Rewrite these rows, switching "Tag" to "Mark" and leaving everything else unchanged. Do not include the pictures in your answer.

* Coordinate annotation rows:
++++++++++++++++++++
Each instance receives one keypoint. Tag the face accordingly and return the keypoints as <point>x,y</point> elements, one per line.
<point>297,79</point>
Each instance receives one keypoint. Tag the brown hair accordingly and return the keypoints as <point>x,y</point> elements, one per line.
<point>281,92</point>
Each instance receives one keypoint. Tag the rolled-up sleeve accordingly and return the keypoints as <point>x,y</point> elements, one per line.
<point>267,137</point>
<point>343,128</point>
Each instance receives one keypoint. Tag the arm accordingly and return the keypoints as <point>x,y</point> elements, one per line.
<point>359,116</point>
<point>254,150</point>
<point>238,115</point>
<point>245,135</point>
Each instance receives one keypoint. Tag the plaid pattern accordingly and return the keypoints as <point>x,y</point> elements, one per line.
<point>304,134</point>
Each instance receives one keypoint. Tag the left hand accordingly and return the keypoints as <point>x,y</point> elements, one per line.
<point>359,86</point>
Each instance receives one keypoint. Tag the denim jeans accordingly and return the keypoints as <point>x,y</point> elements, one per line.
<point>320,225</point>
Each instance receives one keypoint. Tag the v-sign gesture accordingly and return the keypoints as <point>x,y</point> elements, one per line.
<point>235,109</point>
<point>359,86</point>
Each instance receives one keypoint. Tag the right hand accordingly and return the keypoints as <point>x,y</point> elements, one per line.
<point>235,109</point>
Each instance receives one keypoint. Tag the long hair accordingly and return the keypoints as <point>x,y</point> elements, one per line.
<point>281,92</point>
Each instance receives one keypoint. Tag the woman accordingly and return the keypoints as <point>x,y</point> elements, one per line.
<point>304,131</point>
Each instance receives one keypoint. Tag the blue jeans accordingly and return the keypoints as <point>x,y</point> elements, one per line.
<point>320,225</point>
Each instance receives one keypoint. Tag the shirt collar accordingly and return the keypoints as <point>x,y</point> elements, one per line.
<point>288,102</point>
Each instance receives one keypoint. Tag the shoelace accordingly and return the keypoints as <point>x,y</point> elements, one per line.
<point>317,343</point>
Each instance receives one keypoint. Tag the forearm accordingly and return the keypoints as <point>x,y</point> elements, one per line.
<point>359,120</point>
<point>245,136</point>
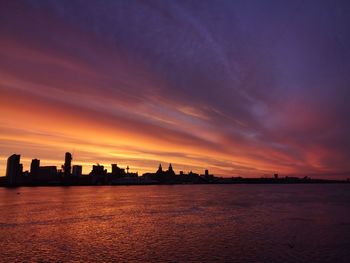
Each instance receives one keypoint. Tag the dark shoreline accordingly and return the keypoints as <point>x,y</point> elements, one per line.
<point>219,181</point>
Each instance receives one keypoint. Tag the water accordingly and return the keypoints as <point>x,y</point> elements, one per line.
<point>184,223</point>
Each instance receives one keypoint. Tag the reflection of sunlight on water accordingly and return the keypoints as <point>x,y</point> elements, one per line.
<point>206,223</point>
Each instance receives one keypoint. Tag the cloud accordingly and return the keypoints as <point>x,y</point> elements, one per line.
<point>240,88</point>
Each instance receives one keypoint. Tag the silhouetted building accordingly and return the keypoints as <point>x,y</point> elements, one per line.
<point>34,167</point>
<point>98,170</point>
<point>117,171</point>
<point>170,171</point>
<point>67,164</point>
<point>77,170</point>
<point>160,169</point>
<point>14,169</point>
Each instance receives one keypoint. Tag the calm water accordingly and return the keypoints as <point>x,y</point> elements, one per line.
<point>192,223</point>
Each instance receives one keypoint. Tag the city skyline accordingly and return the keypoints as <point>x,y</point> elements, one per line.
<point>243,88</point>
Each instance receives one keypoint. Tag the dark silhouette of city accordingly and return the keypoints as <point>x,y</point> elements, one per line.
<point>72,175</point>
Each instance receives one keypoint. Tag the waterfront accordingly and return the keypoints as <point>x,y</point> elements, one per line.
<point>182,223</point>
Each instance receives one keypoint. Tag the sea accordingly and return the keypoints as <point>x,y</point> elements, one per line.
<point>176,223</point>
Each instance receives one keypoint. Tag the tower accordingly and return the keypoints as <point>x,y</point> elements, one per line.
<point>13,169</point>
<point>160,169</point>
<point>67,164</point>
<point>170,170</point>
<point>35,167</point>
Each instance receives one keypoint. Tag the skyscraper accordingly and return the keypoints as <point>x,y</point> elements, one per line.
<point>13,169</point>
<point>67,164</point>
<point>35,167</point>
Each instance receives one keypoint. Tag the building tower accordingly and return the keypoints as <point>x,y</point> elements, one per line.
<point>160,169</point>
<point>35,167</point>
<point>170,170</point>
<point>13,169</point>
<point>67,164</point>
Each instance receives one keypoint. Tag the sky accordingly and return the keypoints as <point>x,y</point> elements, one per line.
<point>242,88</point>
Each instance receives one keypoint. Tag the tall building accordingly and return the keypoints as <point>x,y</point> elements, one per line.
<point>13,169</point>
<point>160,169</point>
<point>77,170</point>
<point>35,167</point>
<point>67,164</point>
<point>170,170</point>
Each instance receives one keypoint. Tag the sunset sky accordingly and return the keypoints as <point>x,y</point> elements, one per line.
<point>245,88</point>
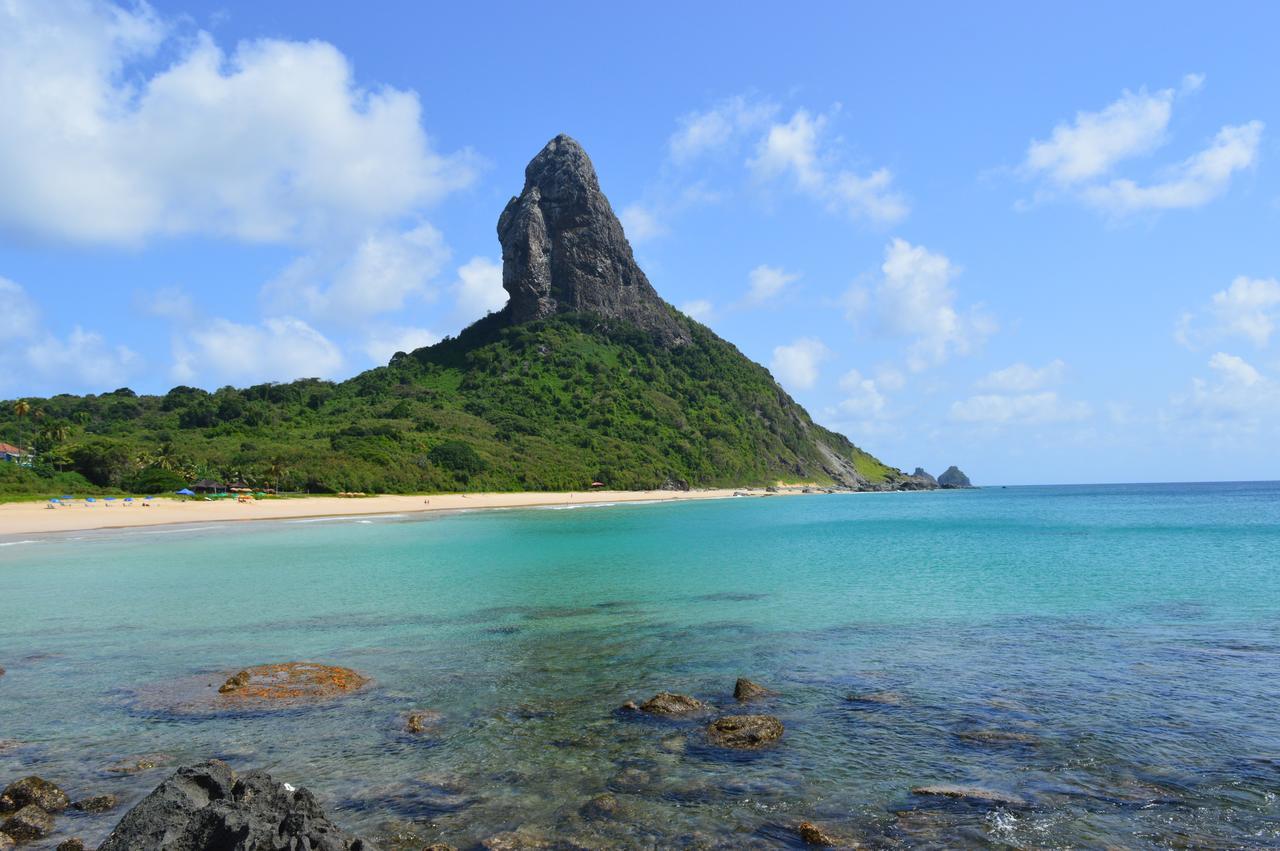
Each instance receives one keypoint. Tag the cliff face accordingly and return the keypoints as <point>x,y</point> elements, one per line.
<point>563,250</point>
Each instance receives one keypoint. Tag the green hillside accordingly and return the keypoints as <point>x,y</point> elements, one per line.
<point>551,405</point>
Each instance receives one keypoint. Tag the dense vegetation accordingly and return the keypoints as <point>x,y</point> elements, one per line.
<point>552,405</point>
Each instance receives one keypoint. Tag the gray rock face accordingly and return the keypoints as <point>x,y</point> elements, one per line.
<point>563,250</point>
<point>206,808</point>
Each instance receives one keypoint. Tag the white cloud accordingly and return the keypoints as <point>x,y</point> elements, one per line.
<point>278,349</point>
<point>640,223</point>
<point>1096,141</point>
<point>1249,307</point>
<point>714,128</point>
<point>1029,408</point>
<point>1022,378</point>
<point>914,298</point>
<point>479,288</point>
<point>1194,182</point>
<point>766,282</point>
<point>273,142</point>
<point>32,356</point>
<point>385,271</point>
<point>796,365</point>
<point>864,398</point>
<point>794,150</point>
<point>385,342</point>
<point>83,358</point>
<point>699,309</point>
++++++++++++++++++++
* Response:
Each instance receives one keypoint. Mark the face accordingly and return the keypoints as <point>x,y</point> elements, one per line.
<point>297,79</point>
Each instance receives one keypoint. Mark the brown hair accordingly and return the keypoints as <point>x,y</point> elements, one per line.
<point>281,92</point>
Each instance receives one keypoint. Mark the rolled-up sleeve accordingly and return the keypoints as <point>x,y</point> elements, one per line.
<point>267,137</point>
<point>343,128</point>
Each instance receives one keypoint. Mark the arm accordingly and return the keypoints as <point>x,y</point> elements, one per line.
<point>359,116</point>
<point>254,150</point>
<point>238,115</point>
<point>245,135</point>
Each instance receives one keypoint. Mark the plaid pattern accordingly and return the keypoints as <point>x,y</point> elements, one per line.
<point>304,134</point>
Each instance receives one keypoint. Mark the left hand accordingly and return the keypoints as <point>x,y</point> elements, one per line.
<point>359,86</point>
Each instance receives one keypoint. Mark the denim jeans accordingly and return the keypoints as <point>x,y</point> elements, one per line.
<point>320,225</point>
Each instance receives one keypoint. Mark the v-sign gesture accordingly and return the keypoints as <point>x,y</point> elements, one per line.
<point>235,109</point>
<point>359,86</point>
Each instance receives one keypoint. Mark the right hand accordingly and return the keypoints as <point>x,y</point> elements, one per line.
<point>235,109</point>
Each instance receives one keypoint. Mark the long hair accordingly and return the keypoints as <point>x,y</point> elements, one per line.
<point>281,92</point>
Each instance receives one keypoint. Mark the woman accordingly and return the keypoints as <point>x,y</point> elements, one per line.
<point>304,131</point>
Each instance receives one keypoint. Mark the blue jeans accordingly and return the keypoints as <point>x,y</point> elements, one per line.
<point>320,225</point>
Each instance receives one keypoint. Mark the shirt collar accordingly and return the keypoints as <point>x,y</point> elements, one per line.
<point>288,102</point>
Each instance receives one keypoint. Mark the shoelace accordingly and return the keypoints as <point>x,y</point> elements, one per line.
<point>317,343</point>
Each instance receives one keypoint. Mark the forearm accordingly and return the keypoints as <point>x,y</point> elements, one per line.
<point>359,120</point>
<point>245,136</point>
Each instance receives one keypoint. Mark the dark shoreline accordingly and return the keypoints as <point>x,y</point> elements, one per line.
<point>219,181</point>
Each instance receives one keypoint. Mark the water accordingly and return the keypoints as <point>x,y</point> elements, one per line.
<point>184,223</point>
Each instance receives one keypoint. Mark the reflection of sunlight on water accordingly and return the keypoints as <point>x,y</point> elements, one per line.
<point>206,223</point>
Each instance receives one keypoint. Mark the cloud accordingly and return the keypoints as <point>x,y</point> elements, one per line.
<point>240,88</point>
Each instance receives one keypoint. Mark the silhouetted building accordingly and return the keypoints as <point>x,y</point> elements, one per line.
<point>34,167</point>
<point>98,170</point>
<point>117,171</point>
<point>170,171</point>
<point>67,164</point>
<point>77,170</point>
<point>160,169</point>
<point>14,169</point>
Each instance receives one keypoint. Mark the calm water accordingly and return the keypoints as <point>x,y</point> elements, one per line.
<point>192,223</point>
Each instance receives one keypoint. Mark the city skyline accordingly and return the keypoints as <point>x,y</point> elements, one per line.
<point>243,88</point>
Each instance receives one keypoint. Mark the dark silhouette of city accordingly and return the keypoints as <point>x,y</point> elements, one per line.
<point>72,175</point>
Each instance receives one keypoint. Mark the waterfront accordingly and return the keypoints as <point>x,y</point> elements, one per line.
<point>182,223</point>
Each instance receives one keypoint. Mark the sea accordingly and return the keypoints as <point>x,y</point> elements, one per line.
<point>176,223</point>
Each instance receives one keypoint. Mark the tower accordingly and return the keypoints as <point>x,y</point> elements, one per line.
<point>13,169</point>
<point>160,169</point>
<point>67,164</point>
<point>170,170</point>
<point>35,167</point>
Each instance receives one keypoint. Mark the skyscraper accordingly and return the keypoints as <point>x,y</point> elements, one per line.
<point>13,169</point>
<point>67,164</point>
<point>35,167</point>
Each instance receives one keypoint. Mark the building tower accordingly and return the keypoints as <point>x,y</point> elements, one per line.
<point>160,169</point>
<point>35,167</point>
<point>170,170</point>
<point>13,169</point>
<point>67,164</point>
Each instance receives one keypoint. Mark the sky accordingly and return the keypoints as <point>x,y</point> elements, one per line.
<point>242,88</point>
Each instance receives one keypoint. Mark the tall building accordingly and return the keypoints as <point>x,y</point> elements, one per line.
<point>13,169</point>
<point>160,169</point>
<point>77,170</point>
<point>35,167</point>
<point>67,164</point>
<point>170,170</point>
Each instance receives one keypoint. Mark the sunset sky accordingly and return the keypoints as <point>x,y</point> elements, one per line.
<point>245,88</point>
Each instance receives one keypoint. Mark the cliff face accordingly and return the keypoints as <point>x,y</point> elements, one per line.
<point>563,250</point>
Each instance receives one keypoint. Mark the green hillside accordingly and return the keypoints as <point>x,y</point> elements, one per line.
<point>551,405</point>
Each instance receives one keypoint. Mark the dense vegetation accordingly and return the keypoints as <point>x,y</point> elements, one per line.
<point>552,405</point>
Each instance receives one keypoint. Mark the gray rock face accordingly and return the keypoints as <point>x,y</point> elements, one per line.
<point>563,250</point>
<point>206,808</point>
Each instance receives one keypoint. Mark the white cloud accordingly and return the keypoints as <point>x,y</point> elements, one per line.
<point>278,349</point>
<point>640,223</point>
<point>1096,141</point>
<point>1249,307</point>
<point>714,128</point>
<point>1029,408</point>
<point>1022,378</point>
<point>914,298</point>
<point>479,288</point>
<point>1194,182</point>
<point>766,282</point>
<point>273,142</point>
<point>32,356</point>
<point>385,271</point>
<point>796,365</point>
<point>864,398</point>
<point>794,150</point>
<point>385,342</point>
<point>83,358</point>
<point>699,309</point>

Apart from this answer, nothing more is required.